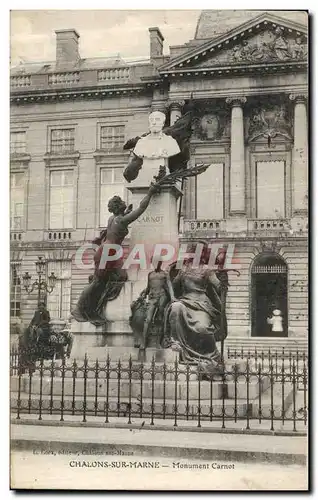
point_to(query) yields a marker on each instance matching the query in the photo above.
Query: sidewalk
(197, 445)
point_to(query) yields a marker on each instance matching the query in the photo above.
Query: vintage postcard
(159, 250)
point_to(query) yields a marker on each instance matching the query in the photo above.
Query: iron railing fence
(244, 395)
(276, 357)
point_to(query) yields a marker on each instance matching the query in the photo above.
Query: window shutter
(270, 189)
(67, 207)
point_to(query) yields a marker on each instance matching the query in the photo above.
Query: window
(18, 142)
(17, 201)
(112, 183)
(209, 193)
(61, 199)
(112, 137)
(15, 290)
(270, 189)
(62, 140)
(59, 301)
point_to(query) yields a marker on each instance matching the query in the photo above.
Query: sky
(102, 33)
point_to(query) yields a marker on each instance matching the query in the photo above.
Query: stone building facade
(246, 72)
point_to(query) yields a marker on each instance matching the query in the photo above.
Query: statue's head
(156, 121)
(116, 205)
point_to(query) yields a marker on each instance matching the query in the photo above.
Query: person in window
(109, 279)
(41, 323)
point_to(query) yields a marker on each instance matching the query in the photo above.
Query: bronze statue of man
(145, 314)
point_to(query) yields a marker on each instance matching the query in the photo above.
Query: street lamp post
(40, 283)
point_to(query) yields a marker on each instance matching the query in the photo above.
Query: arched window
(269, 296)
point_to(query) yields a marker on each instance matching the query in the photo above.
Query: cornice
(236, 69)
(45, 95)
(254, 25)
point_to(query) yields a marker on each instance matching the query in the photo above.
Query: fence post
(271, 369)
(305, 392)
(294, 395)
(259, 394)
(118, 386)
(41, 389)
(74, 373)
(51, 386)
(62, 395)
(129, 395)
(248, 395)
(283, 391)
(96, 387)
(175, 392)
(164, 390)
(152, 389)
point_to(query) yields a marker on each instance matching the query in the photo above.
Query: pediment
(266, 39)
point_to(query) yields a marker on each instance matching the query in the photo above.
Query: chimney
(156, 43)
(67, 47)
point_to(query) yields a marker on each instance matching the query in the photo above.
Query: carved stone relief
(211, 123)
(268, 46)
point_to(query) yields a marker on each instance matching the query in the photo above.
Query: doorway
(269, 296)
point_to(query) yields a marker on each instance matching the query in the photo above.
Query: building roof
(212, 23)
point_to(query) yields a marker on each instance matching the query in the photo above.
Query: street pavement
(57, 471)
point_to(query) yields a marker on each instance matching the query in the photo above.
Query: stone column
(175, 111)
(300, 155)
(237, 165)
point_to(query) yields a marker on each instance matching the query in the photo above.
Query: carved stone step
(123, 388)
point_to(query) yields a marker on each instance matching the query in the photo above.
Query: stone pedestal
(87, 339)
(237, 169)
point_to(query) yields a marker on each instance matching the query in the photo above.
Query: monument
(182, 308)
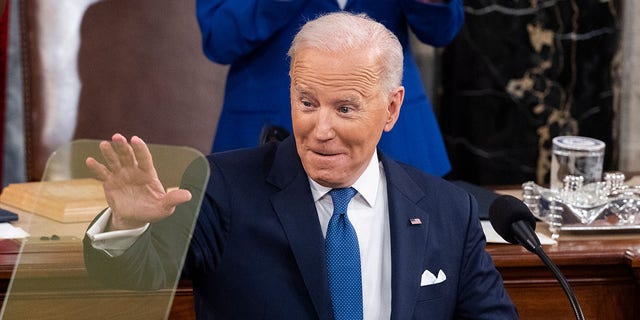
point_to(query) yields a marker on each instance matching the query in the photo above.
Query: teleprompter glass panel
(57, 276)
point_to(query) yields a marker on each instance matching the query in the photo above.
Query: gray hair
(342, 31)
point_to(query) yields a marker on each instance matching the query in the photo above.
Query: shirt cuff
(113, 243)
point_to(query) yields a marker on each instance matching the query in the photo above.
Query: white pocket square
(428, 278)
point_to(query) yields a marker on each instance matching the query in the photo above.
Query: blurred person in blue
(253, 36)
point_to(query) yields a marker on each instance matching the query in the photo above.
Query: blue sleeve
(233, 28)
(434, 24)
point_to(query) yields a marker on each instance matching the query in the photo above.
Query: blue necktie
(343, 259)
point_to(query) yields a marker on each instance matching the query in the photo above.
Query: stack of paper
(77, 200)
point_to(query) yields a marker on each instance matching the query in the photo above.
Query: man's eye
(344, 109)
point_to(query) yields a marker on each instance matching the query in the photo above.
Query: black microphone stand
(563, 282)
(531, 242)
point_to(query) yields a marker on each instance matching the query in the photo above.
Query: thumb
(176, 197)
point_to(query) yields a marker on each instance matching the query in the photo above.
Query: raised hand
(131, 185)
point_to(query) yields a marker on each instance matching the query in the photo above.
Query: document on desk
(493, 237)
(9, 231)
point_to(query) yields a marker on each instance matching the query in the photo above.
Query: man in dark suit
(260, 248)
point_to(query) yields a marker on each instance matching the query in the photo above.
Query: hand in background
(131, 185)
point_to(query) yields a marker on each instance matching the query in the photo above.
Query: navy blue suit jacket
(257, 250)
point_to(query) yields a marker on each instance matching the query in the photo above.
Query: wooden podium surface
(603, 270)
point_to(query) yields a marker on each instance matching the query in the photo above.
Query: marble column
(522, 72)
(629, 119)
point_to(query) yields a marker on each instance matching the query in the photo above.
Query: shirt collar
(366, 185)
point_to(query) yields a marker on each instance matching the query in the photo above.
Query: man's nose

========

TASK GOAL.
Please transcribe the whole listing above exactly, with the images left out.

RESULT OF THE EXERCISE.
point_to(query) yields a marker on each instance matching the query in the photo above.
Query: sidewalk
(197, 445)
point_to(query) yields a marker on each instance matching the query in the photo above.
Query: vintage postcard
(159, 250)
point_to(query) yields a marker on each instance matching the query in the photo above.
Query: iron railing fence
(244, 395)
(276, 357)
point_to(query) yields a marker on each instance matching the query in the photo above.
Query: window shutter
(270, 189)
(67, 207)
point_to(query) yields a marker on each instance matching the query in the photo above.
Query: window
(18, 142)
(17, 201)
(112, 183)
(209, 193)
(61, 199)
(112, 137)
(15, 290)
(270, 189)
(62, 140)
(59, 301)
point_to(query) yields a marker on each instance matching the query in the photo above.
Query: sky
(102, 33)
point_to(query) yields a marker on each instance matching the query in the photo above.
Query: stone building facade
(246, 72)
point_to(query) yields a marker on each instance matching the query in the photo above.
Query: statue's head
(156, 121)
(116, 205)
point_to(query) yields a marker on each instance matching the query in the photo above.
Query: person in window
(109, 279)
(41, 323)
point_to(query) yields a marker on each instance matching the query in the photo above.
Query: bronze statue of man
(145, 314)
point_to(query) yields a marker on each instance matching the query in the photo above.
Query: street lamp post
(40, 283)
point_to(query) yields a marker on each instance matching the query in the photo above.
Query: arched window
(269, 296)
point_to(query) yields a marker on each instance matching the query in the photo above.
Query: cornice
(236, 69)
(45, 95)
(254, 25)
point_to(query) yields a marker on each instance matching the query in the photo above.
Query: fence post
(271, 369)
(305, 392)
(294, 395)
(259, 394)
(118, 386)
(41, 389)
(74, 373)
(51, 386)
(62, 395)
(129, 395)
(248, 395)
(283, 391)
(96, 387)
(175, 392)
(164, 390)
(152, 389)
point_to(query) yields a marker on each instance matching the query in the photo above.
Query: pediment
(266, 39)
point_to(query) yields a marker on each instance matching the query in the photo above.
Query: chimney
(156, 43)
(67, 47)
point_to(query) yields a marker on each instance matching the query in the photo above.
Query: carved stone relief
(211, 123)
(268, 46)
point_to(query) yields a marker on each instance matching the query in the photo above.
Query: doorway
(269, 296)
point_to(query) yields a marker on each instance matching the query in the photo above.
Query: building roof
(212, 23)
point_to(query) yields a marker on each instance matching the query in the photo above.
Query: street pavement
(57, 471)
point_to(query) yields a marker on each instance matching the query in the photo above.
Query: stone column
(175, 111)
(300, 155)
(237, 165)
point_to(query) yields a marker on each instance matching the query in the photo above.
Query: carved stone step
(123, 388)
point_to(query) yields a marker on each instance matching the query in the photo above.
Query: stone pedestal
(87, 339)
(237, 169)
point_to(query) yields a marker on each instance matching the query in the photo above.
Query: monument
(182, 308)
point_to(query) yields a marker on each instance matching the query in the photo above.
Query: teleprompter glass panel
(57, 276)
point_to(query) yields a marker on each instance matching the query in the photo above.
Query: gray hair
(342, 31)
point_to(query) yields a marker on each instance matching the query in the photo above.
Query: shirt cuff
(113, 243)
point_to(query) yields a marker on each instance matching the query in the photo above.
Query: white pocket square
(428, 278)
point_to(query) yields a marker on each instance matching the query in the photo above.
Query: blurred person in blue
(253, 36)
point_to(query) yields a marker on each instance matching the query in the photo above.
Query: blue sleeve
(233, 28)
(434, 24)
point_to(query) yields a marker on each instance matching the query in the photo above.
Query: blue necktie
(343, 259)
point_to(query) yields a marker on each instance matching the query in the photo above.
Query: stack of paper
(77, 200)
point_to(query) yields a marker on each instance matching the query in the photo above.
Query: man's eye
(344, 109)
point_to(query) yields a marker on each instance matching the query in the photo above.
Query: black microphone stand
(563, 282)
(531, 242)
point_to(query) yields a marker on each instance matching the query in the photo above.
Query: thumb
(176, 197)
point_to(query) yields a marker on each instance matching the query in the photo above.
Query: raised hand
(131, 185)
point_to(query) yields a marker on each instance matching the query in the photo above.
Query: document on desk
(493, 237)
(9, 231)
point_to(query) yields a marker on each instance matching the query in the photo above.
Query: man in dark suit
(260, 248)
point_to(query) yields a marker on each instance matching the query in the photo above.
Query: hand in background
(131, 185)
point_to(query) yields a marker on each instance matching the query in the photo above.
Query: navy blue suit jacket
(257, 250)
point_to(query) yields a marker on each instance matching the query in the photo above.
Query: wooden podium surface
(603, 270)
point_to(query) yields a marker on each instance matching the query in the photo above.
Query: marble column
(522, 72)
(629, 119)
point_to(query) yields a marker on each instance matching the query in the photo above.
Query: shirt collar
(366, 185)
point_to(query) yields a marker on each instance matching the query in the photo above.
Query: man's nose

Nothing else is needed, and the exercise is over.